__Document excerpt__
##############################

In early 2015, the State of Indiana received negative press attention as a result of a controversial bill called the "Indiana Religious Freedom Act." The new law allowed ‘individuals and companies to assert that their exercise of religion has been, or is likely to be, substantially burdened as a defense in legal proceedings business.' However, many opponents to the law described it as a claim to target against the LBGT community and other groups.
As a state that is known for our Hoosier Hospitality, we were concerned that this legislation would cause visitors to be apprehensive about visiting Indiana. Our hospitality businesses, citizens and community spoke out - demanding that this language be changed to better reflect the actual experience that our visitors have, one of welcome and hospitality.
We are pleased to announce that the Indiana Legislature heard our concerns, and amended the Religious Freedom Restoration Act (RFRA). It does not authorize or provide a defense to discriminate based on race, color, religion, ancestry, age, national origin, disability, sex, sexual orientation, gender identity or military service, as was always the case in the City of Fort Wayne by local ordinance.
Fort Wayne is a diverse and inclusive destination that welcomes visitors from all walks of life. Fort Wayne will continue to serve all visitors with dignity, respect, and exceptional service.
In further defense of our city's firm stand on the importance of tolerance and openness, the below letter to the editor was written by two of Fort Wayne's city councilmen and met with wide community support:
A CITY OF TOLERANCE AND OPENNESS
Fort Wayne's commitment to diversity makes good business - not to mention people - sense
John Crawford, City Councilman at-large
Geoff Paddock, City Councilman District Five
The city of Fort Wayne has been a leader in tolerance and inclusiveness for generations. Local government began establishing parameters against discrimination more than 60 years ago. As city council members, we think it is a good time to review our tradition and commitment especially for people considering Fort Wayne as a place to visit or live.
In 1952, the Mayor's Commission to address discrimination issues was established. A discrimination and human relations ordinance was written in 1965. Two years later, the Metropolitan Human Relations Commission was created to allow pursuit of justice in discrimination cases based on a person's race, sex, color, religion, disability, ancestry, national origin and place of birth in regards to housing, employment, public accommodation and education. In 2001, the City Council voted to amend the ordinance by adding sexual orientation to persons protected against discrimination; "age" was added as a protected class in 2003.

##############################

__Record set__
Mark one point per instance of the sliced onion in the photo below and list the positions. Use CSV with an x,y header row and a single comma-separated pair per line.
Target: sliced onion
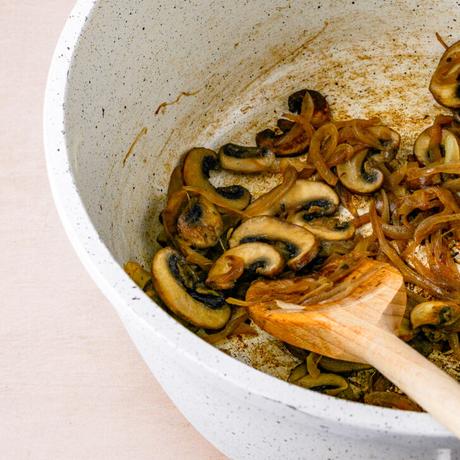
x,y
270,200
326,132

##############################

__Tasks to perform__
1. In the text on Fort Wayne and Indiana's religious freedom law, list the areas in which the Metropolitan Human Relations Commission was created to allow pursuit of justice in discrimination cases.
2. Proceed with the text on Fort Wayne and Indiana's religious freedom law, picking up right after its final sentence.

__Results__
1. Housing, employment, public accommodation, education

2.
It is important for people to know that Fort Wayne stands for these values. Fort Wayne competes with the entire country and the rest of the world to attract new citizens to come here with the skills to fill the jobs of the future. Fort Wayne has been diligently improving our city's and downtown's quality of place to attract young professionals and foster economic development. Any false perception of intolerance could negatively impact those efforts.
Competition is also fierce to attract visitors and conventions to our city. Dan O'Connell, head of Visit Fort Wayne, sent the city council members an article from Meeting Mentor (a publication for senior meeting planners). It stressed how meeting planners are closely scrutinizing a potential destination's cultural and political environment into their scorecard rankings. The North American Veterinary Community meeting planner stated in the article, "Our organization is now more diverse and female centric and we have a fairly large contingent in the gay and lesbian community...reputation is everything. So, we scrutinize the destination and everyone we work with."
Planners gauge potential destinations through social media and local articles such as this one. Some groups and conventions considering visiting Fort Wayne have asked about our community's attitudes and it would be helpful to have a restatement of such to provide them. That is one reason we wanted to write this article.
Indeed a community's reputation for tolerance and inclusiveness markedly influences its quality of place, which drives other very important interrelated issues. The Indiana Association of Cities and Towns held a Human Rights Ordinance Webinar on 5/26.
Michael Huber, CEO of Indianapolis' Chamber of Commerce and a presenter, emphasized how quality of life, revenue, business attraction, talent/residents, image/brand and tourism are all tightly dependent on each other.
As city council members, we want all to know this is a city of tolerance open to all people. Our local government, local businesses and hospitality industries are committed to serving everyone. We not only wanted to highlight Fort Wayne's tradition but hope this article will lead to constructive discussion as to how we can be even more tolerant and welcoming in the future.